START Source text

The Graduate. I pulled it off of Netflix around the time I was graduating law school (obviously a generation or two behind the one it was meant for) and I was just blown away with how much it resonated with me.
Books: Flowers for Algernon, sure, but the one that really blew me away was Clavell’s Shogun. That was a life-changing book.
Childhood’s End is up there too.
I don’t get blown away as much by movies. I’ll have to think about it and get back to you…though LOTR: FOTR was exactly my imaginings, and I still love the Council scene.
When I was listening to the audio book version of ‘Starship Troopers,’ I was just sort of chugging idly along, enjoying it in places, comparing a few parts to the movie, when all of a sudden the debate in the officer’s History Moral Philosophy classroom blew my mind.
The overtones of militarism involved in the ‘service to vote’ scheme had always bothered me, but when the justification was explained it all seemed to make sense. To head off corruption and get the civic-minded into politics - require people to volunteer for some sort of uncomfortable and dangerous public service in order to vote or run for public office. Make it as easy as possible for anybody who’s just signed up on a lark to drop out when things get tough.
The impact was even greater for matching up with the question I’d always thought was rhetorical in “Restaurant at the end of the universe” - who do you get to govern if the people who seek out power are the least suitable for the task?

END Source text
START Provided data

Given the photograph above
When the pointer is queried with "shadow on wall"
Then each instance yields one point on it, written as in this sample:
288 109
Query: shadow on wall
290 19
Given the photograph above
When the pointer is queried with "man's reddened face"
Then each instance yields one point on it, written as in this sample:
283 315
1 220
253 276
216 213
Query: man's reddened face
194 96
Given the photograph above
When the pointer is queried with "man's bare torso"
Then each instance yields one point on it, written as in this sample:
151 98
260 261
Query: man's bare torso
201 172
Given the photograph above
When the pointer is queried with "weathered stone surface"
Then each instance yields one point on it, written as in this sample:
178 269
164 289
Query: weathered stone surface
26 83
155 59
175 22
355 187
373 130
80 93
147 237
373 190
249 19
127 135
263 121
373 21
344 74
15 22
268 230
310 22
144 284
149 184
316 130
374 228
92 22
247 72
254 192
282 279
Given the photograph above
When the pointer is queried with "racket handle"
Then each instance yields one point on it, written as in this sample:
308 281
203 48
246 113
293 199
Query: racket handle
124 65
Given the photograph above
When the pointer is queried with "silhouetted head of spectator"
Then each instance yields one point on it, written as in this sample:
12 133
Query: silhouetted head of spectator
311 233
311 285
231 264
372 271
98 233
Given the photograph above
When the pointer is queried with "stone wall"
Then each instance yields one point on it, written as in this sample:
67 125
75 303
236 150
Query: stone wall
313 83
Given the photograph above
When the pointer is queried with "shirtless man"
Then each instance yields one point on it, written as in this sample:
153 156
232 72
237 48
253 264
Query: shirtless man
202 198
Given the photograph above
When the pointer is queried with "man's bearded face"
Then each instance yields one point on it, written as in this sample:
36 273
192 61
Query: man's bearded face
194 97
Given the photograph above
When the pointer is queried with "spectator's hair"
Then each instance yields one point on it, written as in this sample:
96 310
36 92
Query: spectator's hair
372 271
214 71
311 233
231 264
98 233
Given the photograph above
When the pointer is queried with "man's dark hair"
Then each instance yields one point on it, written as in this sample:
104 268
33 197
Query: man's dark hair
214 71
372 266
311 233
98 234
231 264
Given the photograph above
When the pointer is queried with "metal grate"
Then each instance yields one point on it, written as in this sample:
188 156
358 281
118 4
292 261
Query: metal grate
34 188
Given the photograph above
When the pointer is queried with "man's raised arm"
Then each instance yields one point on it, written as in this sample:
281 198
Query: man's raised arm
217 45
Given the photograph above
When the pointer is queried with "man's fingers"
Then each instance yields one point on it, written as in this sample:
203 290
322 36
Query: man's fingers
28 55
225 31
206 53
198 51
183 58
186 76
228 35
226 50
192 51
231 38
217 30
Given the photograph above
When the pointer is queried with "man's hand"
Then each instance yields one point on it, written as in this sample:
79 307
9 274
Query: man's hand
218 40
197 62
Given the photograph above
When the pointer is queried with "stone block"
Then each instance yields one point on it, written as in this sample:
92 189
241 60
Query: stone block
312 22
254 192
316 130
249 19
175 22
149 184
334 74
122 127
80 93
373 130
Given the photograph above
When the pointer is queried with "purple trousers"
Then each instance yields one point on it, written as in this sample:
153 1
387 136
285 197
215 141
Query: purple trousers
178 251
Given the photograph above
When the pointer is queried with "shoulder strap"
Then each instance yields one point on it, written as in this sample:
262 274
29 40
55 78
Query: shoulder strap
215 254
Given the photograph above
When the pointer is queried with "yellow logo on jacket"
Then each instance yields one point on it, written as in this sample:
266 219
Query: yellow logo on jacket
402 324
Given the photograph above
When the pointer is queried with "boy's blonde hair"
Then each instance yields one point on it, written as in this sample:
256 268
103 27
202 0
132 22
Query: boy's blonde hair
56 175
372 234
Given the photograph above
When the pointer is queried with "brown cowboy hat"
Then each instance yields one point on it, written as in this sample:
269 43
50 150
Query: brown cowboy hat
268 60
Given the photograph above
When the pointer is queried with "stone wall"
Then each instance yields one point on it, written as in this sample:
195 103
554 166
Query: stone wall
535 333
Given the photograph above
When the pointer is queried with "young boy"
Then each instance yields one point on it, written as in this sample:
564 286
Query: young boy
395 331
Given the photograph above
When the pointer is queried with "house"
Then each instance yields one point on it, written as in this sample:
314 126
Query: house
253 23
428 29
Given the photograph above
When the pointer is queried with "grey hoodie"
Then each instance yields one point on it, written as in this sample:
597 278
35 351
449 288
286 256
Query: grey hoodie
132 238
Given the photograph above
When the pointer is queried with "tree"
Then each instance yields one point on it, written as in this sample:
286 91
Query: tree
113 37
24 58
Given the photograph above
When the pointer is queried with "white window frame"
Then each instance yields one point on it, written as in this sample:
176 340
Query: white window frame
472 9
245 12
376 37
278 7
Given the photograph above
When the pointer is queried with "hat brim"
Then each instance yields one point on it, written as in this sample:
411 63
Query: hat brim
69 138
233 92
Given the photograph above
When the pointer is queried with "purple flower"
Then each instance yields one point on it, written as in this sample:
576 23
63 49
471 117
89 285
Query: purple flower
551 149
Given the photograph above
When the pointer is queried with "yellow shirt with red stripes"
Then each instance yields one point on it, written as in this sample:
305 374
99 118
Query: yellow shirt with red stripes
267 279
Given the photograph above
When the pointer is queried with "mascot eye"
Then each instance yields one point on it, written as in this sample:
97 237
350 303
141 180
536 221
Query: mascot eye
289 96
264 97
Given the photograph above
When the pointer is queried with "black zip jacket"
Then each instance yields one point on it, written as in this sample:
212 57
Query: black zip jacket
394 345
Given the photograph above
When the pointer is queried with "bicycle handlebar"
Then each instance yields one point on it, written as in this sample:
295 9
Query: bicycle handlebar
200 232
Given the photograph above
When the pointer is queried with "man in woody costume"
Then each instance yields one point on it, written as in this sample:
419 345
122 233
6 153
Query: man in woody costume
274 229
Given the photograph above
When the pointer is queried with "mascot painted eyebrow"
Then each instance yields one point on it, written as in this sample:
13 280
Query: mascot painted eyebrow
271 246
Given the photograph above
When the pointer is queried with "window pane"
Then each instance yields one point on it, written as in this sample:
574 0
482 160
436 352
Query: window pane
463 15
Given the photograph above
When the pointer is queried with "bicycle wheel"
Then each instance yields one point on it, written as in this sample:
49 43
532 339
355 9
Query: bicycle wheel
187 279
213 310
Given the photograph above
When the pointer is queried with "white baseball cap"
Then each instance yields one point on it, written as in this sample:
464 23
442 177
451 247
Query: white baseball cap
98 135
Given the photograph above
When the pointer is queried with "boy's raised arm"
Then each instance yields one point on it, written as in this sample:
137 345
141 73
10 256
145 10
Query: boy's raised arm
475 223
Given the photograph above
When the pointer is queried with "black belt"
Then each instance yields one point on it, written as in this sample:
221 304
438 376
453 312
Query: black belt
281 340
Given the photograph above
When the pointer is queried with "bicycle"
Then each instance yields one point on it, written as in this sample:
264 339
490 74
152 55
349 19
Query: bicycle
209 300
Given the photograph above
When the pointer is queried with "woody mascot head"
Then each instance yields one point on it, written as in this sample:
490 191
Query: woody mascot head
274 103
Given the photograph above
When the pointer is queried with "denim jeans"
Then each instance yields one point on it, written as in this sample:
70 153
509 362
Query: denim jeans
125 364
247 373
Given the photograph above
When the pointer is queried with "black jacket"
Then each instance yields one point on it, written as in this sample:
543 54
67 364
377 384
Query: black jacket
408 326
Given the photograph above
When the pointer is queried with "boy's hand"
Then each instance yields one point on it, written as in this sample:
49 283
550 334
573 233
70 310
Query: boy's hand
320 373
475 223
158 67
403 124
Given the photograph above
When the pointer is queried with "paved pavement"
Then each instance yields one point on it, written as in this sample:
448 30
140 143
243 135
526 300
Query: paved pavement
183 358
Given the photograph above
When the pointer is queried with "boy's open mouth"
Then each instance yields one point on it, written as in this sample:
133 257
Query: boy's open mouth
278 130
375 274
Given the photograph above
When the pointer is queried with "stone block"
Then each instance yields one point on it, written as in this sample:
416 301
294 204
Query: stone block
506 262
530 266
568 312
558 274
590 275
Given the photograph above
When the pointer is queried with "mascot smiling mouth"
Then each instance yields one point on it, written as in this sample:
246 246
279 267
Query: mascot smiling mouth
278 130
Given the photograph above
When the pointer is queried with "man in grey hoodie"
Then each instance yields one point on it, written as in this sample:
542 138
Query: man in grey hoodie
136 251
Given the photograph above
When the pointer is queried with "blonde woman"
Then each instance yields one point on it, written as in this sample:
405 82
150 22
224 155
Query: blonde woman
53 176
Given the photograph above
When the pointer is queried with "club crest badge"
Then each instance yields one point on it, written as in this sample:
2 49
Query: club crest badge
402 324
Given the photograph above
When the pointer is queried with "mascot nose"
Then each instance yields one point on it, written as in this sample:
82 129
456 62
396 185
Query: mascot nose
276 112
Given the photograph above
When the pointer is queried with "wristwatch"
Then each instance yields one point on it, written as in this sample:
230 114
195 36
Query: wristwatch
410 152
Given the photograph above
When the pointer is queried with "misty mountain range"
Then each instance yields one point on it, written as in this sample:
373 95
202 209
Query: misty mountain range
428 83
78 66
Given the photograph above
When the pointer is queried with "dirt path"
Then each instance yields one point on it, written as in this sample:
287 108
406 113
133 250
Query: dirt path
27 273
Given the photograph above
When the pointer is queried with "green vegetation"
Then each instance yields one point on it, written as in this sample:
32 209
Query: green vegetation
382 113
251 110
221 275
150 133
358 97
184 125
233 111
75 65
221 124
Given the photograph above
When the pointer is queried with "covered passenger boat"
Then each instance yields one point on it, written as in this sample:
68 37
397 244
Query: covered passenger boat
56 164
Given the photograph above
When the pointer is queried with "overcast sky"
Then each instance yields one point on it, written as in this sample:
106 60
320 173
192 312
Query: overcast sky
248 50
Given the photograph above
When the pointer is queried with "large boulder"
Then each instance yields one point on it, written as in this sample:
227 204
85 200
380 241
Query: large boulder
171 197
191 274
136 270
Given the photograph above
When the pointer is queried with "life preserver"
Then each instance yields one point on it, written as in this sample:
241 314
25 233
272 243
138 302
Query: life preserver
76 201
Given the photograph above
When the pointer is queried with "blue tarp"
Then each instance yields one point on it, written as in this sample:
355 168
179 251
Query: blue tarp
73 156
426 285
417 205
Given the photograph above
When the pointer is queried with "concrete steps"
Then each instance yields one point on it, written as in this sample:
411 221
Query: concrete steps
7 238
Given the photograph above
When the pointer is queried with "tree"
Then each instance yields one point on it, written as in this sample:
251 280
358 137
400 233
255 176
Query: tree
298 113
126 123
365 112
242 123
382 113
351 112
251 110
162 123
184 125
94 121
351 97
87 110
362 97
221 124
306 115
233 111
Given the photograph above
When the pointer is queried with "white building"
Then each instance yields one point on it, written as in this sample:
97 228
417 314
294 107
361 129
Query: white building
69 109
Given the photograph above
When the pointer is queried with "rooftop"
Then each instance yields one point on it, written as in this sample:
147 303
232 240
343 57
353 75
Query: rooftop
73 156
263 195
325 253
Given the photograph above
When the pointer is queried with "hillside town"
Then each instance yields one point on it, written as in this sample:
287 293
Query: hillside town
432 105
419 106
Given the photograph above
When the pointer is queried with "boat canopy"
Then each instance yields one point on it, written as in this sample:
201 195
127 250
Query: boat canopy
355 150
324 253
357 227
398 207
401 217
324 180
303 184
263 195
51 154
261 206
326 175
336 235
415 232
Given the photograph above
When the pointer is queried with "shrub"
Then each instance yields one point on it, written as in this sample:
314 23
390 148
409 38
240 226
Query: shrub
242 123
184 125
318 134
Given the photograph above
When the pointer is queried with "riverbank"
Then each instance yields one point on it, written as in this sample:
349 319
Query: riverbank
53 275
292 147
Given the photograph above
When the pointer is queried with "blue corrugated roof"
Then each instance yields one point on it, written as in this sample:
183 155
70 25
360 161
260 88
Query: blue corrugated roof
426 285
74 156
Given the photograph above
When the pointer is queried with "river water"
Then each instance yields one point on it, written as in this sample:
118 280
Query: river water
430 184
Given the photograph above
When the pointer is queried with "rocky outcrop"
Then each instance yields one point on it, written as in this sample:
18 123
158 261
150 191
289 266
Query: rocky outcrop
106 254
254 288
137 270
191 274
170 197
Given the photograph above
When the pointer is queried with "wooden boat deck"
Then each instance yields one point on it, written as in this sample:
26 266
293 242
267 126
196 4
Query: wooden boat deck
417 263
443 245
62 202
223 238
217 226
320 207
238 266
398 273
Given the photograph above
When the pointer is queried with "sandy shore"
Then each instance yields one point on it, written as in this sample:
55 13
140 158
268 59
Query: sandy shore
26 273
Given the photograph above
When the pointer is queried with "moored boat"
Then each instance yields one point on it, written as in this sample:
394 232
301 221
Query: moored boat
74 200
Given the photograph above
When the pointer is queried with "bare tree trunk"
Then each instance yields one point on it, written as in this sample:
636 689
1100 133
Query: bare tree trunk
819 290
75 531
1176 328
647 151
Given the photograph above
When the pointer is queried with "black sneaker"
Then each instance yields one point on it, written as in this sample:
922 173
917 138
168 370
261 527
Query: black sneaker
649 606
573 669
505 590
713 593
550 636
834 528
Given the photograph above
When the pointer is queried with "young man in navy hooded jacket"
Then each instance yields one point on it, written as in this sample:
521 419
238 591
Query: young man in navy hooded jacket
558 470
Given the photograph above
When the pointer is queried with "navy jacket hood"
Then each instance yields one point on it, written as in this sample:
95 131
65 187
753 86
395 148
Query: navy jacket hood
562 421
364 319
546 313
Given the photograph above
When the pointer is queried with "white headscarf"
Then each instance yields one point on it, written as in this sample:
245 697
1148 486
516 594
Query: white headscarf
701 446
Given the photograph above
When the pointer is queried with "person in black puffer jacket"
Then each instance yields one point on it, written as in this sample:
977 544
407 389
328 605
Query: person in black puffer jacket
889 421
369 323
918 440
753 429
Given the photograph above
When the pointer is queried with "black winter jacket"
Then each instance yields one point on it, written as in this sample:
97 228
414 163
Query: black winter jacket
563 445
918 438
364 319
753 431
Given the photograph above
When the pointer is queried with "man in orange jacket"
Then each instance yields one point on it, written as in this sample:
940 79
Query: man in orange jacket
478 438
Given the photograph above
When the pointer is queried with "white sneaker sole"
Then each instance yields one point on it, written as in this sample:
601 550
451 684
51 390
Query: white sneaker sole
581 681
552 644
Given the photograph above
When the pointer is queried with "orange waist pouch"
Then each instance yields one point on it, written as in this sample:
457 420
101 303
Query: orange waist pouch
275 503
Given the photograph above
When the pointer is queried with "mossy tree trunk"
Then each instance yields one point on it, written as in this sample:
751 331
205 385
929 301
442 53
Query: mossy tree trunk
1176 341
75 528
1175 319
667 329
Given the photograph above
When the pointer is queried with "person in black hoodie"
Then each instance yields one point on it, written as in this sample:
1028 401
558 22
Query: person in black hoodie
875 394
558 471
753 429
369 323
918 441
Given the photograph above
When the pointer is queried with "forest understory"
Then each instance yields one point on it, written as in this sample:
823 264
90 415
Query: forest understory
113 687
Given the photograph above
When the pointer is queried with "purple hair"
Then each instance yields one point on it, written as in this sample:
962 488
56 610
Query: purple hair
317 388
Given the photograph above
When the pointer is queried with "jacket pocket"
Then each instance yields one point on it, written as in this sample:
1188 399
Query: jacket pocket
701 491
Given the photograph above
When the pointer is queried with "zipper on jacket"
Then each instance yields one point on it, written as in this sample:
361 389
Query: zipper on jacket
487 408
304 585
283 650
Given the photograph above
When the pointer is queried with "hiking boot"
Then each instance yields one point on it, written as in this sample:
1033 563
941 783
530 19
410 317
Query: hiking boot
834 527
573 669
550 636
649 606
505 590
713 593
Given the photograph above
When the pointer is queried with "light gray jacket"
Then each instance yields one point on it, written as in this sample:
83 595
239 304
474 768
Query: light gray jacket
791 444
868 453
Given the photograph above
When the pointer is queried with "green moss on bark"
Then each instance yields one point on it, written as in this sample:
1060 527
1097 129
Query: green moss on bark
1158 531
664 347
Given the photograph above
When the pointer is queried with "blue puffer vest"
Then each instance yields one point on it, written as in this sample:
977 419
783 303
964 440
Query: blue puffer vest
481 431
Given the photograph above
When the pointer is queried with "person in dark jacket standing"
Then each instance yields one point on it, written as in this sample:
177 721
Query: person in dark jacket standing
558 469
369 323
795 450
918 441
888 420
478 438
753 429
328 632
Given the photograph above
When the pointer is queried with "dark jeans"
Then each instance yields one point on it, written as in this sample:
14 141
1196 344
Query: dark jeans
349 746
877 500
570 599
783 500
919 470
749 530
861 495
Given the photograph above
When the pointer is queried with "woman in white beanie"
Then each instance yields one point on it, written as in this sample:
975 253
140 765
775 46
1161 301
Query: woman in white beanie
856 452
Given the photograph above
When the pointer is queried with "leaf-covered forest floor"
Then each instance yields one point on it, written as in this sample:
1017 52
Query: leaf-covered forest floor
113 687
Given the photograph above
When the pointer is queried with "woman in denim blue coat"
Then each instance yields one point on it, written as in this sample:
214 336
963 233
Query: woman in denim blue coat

END Provided data

### To do:
(a) In the book and movie discussion, which book does the writer call life-changing?
(b) Write the next few sentences of the book and movie discussion, picking up after its final line.
The entries aren't needed for anything here.

### Answers to the exercise:
(a) Clavell's Shogun.

(b)
I saw the original London production of Les Miserables and, for the first time in my life, leapt to my feet to give it a standing O at the end. Simply magnificent.
Breaker Morant, The Sixth Sense, Raiders of the Lost Ark, Star Wars, Memento and The Incredibles are, IMHO, almost completely perfect movies in their respective genres, and each left me stunned and amazed at their sheer awesomeness.
Likewise George R.R. Martin’s Tuf Voyaging as the quintessentially perfect sf book.
I was a young teen when I saw 2001: A Space Odyssey in the theater. At that time, I didn’t have a clue what it was about, but I didn’t care. The cinematography and the music and the drama of the bone/spaceships scene and the drama and tension among HAL and the astronauts completely blew my mind. Later on I read the book and realized what the main theme was, and was blown away again.
At 7, I was stunned by the opening of Star Wars, of course. The big revelation in *Sixth Sense *and in the ambulance in *Silence of the Lambs *also knocked me out.